TRECHO DO DOCUMENTO —
+ + + +

Apesar da adrenalina das sessões de descarrego, nada indica que a falta de exorcistas no Brasil seja contornada em breve. Apesar do fascínio do público pelo assunto, padres seguem reticentes em se aventurar por essa carreira.
Em parte porque o próprio Vaticano leva a ciência a sério – a Igreja já aceita o Big Bang e a Teoria da Evolução, por exemplo. E a ciência, é claro, entende a ideia de “possessão demoníaca” como superstição. “Os próprios bispos não acreditam mais no Diabo”, diz o padre-exorcista Eugênio La Barbera. “Mas é preciso cuidado: não acreditar nele é tudo o que o Diabo quer.

+ + + +

Entradas salvas
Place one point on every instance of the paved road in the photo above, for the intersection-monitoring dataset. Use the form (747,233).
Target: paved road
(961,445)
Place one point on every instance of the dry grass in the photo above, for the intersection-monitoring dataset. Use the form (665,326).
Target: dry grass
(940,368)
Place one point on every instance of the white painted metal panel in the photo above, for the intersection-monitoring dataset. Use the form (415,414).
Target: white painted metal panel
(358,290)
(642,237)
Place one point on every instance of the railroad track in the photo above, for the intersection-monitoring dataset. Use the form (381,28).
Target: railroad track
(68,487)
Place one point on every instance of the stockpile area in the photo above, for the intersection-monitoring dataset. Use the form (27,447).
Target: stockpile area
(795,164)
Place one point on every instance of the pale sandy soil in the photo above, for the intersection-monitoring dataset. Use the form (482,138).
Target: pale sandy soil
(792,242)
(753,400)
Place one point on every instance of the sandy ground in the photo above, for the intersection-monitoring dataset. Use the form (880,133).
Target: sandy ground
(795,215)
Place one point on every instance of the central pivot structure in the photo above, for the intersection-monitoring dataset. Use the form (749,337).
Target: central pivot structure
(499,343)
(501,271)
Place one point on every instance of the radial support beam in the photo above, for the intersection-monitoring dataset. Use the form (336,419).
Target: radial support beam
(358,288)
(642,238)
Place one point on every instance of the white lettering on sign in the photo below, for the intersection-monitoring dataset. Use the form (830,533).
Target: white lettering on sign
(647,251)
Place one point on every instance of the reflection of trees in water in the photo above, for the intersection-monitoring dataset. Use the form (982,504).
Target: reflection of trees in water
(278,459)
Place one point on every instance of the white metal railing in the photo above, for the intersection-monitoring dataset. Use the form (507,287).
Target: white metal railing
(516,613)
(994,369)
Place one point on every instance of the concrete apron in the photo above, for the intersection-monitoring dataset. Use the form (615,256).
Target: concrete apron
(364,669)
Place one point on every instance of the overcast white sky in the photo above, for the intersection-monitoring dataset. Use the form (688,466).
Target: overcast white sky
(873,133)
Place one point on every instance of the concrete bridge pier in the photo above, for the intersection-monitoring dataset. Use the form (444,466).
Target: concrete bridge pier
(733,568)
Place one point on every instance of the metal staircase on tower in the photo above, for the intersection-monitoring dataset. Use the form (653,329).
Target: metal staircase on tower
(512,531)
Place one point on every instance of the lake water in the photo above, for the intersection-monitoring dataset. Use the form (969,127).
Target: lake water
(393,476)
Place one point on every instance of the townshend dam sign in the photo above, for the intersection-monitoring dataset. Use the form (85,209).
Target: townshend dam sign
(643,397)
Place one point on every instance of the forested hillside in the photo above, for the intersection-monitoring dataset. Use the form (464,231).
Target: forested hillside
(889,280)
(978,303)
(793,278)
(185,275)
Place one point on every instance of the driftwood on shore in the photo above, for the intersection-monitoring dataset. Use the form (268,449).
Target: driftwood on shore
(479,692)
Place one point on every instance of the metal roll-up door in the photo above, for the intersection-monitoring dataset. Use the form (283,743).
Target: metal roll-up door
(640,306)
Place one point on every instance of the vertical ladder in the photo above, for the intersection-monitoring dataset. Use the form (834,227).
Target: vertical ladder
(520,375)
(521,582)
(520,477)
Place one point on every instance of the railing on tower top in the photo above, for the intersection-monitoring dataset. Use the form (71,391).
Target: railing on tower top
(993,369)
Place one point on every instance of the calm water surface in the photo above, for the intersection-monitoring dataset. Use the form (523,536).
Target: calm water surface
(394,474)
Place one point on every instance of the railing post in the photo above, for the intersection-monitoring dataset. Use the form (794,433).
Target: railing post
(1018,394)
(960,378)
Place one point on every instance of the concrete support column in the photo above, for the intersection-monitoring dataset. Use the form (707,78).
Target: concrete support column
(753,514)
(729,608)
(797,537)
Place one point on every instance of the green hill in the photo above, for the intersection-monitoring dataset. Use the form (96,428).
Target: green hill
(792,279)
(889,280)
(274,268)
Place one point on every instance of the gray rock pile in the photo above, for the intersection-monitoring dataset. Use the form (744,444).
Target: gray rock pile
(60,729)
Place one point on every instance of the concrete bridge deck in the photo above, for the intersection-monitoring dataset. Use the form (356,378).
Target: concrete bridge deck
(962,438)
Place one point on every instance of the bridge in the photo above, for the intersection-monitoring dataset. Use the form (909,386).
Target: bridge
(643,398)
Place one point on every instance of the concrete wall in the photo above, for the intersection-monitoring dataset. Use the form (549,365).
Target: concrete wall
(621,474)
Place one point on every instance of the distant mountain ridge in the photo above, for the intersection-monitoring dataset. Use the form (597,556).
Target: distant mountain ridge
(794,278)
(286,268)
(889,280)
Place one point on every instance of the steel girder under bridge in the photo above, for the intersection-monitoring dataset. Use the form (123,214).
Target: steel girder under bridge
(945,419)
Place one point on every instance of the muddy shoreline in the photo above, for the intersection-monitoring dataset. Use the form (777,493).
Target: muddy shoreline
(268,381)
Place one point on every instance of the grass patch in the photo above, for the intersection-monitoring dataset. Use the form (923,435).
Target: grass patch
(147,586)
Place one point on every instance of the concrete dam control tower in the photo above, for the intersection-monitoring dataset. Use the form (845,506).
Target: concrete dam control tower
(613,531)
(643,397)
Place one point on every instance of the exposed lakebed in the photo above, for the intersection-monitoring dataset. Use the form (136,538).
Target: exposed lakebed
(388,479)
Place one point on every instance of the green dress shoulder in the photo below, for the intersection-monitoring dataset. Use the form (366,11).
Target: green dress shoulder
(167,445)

+ + + +

EXERCÍCIOS PROPOSTOS —
• a. Responda com base no trecho sobre exorcismo:
(i) Que duas teorias científicas a Igreja já aceita?
(ii) Como a ciência entende a ideia de "possessão demoníaca"?
(iii) Quem afirma que "Os próprios bispos não acreditam mais no Diabo"?
• b. Atualize o trecho sobre exorcismo de "Apesar da adrenalina" a "o Diabo quer.", trocando "Vaticano" por "Papa".

RESPOSTAS EM ORDEM —
• a.
(i) O Big Bang e a Teoria da Evolução.
(ii) Como superstição.
(iii) O padre-exorcista Eugênio La Barbera.

• b.
Apesar da adrenalina das sessões de descarrego, nada indica que a falta de exorcistas no Brasil seja contornada em breve. Apesar do fascínio do público pelo assunto, padres seguem reticentes em se aventurar por essa carreira.
Em parte porque o próprio Papa leva a ciência a sério – a Igreja já aceita o Big Bang e a Teoria da Evolução, por exemplo. E a ciência, é claro, entende a ideia de “possessão demoníaca” como superstição. “Os próprios bispos não acreditam mais no Diabo”, diz o padre-exorcista Eugênio La Barbera. “Mas é preciso cuidado: não acreditar nele é tudo o que o Diabo quer.